**Work task 1**.
Answer the following questions using the excerpt on the spherical aberration correcting device:
(a) Which components are mounted on the actuator 12?
(b) What reason is given for driving those components as one unit?
(c) Which requires a larger numerical aperture, a BD or a CD?

**Extract provided**.
-----
The objective lens 11, the spherical aberration correcting device 100 and the phase shift element 9 are mounted on an actuator 12 that drives the objective lens 11 at least in a focus direction and in a tracking direction so that they can be driven as one unit. Such a structure of the actuator 12 is known as a structure of drive utilizing electromagnetic force between a permanent magnet and a coil, so detail description thereof will be omitted here. Note that a reason why they are driven as one unit is to reduce an influence of coma aberration that may increase if only the objective lens 11 is driven solely.

A structure of the spherical aberration correcting device 100 disposed in the optical pickup device is the same as the above-mentioned structure, in which the first region (see FIG. 1) is formed so that the light beam for a CD is diffracted to be diverging light rays having a predetermined angle of divergence α, so that spherical aberration can be corrected, and the second region (see FIG. 1) controls phase distribution of the light beam for a BD so that spherical aberration can be corrected. Note that a BD requires a larger numerical aperture than a CD does, the effective diameter of the light beam for a BD is larger than that of the light beam for a CD. Therefore, it is able to correct spherical aberration that may occur in the light beams for a BD and for a CD by using the spherical aberration correcting device 100.
-----
**Dataset excerpts**.
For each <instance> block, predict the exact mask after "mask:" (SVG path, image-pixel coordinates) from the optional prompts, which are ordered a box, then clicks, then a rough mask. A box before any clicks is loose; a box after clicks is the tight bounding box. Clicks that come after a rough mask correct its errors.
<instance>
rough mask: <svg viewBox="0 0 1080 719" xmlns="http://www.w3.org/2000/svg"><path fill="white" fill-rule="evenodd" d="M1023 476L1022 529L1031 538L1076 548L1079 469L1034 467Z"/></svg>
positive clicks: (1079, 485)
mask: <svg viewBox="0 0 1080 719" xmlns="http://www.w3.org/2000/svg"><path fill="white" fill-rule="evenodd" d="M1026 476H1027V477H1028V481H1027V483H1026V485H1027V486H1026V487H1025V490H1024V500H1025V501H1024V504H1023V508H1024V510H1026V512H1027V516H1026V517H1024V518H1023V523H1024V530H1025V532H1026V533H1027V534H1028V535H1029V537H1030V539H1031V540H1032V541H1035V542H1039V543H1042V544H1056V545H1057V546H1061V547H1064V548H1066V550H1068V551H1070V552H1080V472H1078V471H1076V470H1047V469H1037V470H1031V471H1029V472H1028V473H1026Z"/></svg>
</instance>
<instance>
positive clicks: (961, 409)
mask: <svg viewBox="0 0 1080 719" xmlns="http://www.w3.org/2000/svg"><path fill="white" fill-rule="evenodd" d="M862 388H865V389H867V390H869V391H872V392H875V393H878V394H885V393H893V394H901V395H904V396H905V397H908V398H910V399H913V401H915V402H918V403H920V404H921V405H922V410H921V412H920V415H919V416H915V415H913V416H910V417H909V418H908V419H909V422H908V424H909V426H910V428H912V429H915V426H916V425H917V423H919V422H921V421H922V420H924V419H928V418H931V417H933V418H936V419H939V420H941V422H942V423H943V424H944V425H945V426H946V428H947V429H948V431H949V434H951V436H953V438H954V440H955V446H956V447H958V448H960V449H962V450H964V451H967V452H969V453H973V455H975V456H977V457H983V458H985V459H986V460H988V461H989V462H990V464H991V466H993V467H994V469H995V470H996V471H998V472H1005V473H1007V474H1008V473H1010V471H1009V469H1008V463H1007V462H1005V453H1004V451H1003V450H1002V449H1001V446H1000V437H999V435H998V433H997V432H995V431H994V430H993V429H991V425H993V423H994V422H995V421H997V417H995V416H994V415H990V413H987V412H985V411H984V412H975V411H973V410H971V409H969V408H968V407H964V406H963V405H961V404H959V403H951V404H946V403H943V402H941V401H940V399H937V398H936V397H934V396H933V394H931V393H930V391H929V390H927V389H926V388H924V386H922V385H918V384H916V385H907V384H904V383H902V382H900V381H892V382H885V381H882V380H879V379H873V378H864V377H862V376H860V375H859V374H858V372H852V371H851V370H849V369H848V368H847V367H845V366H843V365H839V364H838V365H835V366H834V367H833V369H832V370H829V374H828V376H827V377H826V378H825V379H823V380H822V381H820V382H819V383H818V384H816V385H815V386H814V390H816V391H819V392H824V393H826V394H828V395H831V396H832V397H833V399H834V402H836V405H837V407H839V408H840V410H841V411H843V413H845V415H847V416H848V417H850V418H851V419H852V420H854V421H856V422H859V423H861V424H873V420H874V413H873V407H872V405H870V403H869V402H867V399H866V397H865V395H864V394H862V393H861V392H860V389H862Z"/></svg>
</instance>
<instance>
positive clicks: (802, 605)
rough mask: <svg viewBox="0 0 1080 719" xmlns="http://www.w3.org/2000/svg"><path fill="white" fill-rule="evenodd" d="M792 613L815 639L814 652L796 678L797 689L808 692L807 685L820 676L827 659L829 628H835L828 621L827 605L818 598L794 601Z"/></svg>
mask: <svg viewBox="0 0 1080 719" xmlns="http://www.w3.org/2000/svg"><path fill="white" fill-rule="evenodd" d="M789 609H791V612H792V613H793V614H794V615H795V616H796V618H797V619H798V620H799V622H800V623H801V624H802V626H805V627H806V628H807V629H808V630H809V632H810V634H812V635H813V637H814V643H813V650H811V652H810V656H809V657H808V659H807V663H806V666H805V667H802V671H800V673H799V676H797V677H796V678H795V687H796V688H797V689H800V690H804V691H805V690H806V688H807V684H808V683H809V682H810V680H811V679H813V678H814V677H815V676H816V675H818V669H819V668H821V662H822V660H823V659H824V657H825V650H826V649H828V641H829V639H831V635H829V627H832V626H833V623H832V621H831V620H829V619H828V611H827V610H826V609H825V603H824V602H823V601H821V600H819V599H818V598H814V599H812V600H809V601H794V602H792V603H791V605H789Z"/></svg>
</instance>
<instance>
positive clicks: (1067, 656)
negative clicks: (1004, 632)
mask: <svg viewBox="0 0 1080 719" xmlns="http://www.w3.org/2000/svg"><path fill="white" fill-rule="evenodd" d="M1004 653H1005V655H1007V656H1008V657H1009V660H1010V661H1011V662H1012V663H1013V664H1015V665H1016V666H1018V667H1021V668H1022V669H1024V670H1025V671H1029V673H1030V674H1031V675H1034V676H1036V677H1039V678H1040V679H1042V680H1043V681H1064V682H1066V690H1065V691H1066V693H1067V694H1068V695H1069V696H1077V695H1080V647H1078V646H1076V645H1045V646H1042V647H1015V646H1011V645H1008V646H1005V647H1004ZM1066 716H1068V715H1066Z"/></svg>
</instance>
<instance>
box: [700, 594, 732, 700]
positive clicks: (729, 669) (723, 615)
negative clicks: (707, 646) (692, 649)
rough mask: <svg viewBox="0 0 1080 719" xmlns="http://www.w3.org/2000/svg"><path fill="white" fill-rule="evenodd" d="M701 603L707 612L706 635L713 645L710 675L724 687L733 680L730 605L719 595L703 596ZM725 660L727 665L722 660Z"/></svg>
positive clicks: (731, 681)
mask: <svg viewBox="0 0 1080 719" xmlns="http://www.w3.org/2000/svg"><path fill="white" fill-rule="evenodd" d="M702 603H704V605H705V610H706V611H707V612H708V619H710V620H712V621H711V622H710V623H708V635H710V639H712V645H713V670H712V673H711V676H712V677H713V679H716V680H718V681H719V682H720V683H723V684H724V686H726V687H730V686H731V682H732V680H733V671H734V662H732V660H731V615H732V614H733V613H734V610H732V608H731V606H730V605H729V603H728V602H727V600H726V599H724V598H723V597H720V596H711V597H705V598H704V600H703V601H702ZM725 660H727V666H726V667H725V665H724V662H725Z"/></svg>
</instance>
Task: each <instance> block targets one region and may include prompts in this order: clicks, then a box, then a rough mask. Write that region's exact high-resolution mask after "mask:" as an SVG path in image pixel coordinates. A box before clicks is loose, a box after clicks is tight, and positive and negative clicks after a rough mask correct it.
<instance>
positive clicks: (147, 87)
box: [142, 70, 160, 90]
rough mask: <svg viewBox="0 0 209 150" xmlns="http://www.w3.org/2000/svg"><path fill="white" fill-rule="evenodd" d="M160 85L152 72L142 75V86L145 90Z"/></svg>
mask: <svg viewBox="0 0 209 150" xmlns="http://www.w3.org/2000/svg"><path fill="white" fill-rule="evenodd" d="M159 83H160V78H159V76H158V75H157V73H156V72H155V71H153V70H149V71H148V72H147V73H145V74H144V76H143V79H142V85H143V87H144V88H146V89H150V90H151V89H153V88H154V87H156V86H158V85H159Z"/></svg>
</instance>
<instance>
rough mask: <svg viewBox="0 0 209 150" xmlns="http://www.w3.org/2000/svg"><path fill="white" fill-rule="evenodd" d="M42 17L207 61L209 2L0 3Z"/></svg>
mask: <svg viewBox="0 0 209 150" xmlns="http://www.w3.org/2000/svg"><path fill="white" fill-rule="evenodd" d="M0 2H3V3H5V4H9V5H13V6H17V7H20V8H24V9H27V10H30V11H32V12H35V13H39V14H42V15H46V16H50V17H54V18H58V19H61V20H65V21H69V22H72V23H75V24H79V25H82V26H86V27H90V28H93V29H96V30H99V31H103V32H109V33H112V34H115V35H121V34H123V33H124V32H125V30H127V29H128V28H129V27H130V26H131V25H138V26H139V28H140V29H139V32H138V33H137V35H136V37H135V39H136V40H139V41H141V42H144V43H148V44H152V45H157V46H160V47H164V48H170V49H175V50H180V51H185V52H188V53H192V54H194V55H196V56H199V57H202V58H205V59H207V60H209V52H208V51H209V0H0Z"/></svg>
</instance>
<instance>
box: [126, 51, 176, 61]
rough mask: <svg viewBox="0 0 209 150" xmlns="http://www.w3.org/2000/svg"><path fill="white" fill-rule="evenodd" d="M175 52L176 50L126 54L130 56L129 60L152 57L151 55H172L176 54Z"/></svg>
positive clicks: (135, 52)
-----
**Work task 2**. Identify each line of the records that contains the string "after".

**Answer box 1**.
(a) The objective lens 11, the spherical aberration correcting device 100 and the phase shift element 9.
(b) To reduce the influence of coma aberration, which may increase if only the objective lens 11 is driven.
(c) A BD.

**Answer box 2**.
For each <instance> block, predict the exact mask after "mask:" (SVG path, image-pixel coordinates) from the optional prompts, which are ordered a box, then clicks, then a rough mask. A box before any clicks is loose; a box after clicks is the tight bounding box. Clicks that come after a rough mask correct its errors.
Task: each <instance> block targets one region and may include prompts in this order: clicks, then a box, then a rough mask. Write that region's exact high-resolution mask after "mask:" as an SVG path in image pixel coordinates. A box before clicks is loose, a box after clicks is tight, and positive and negative clicks after a rough mask correct it.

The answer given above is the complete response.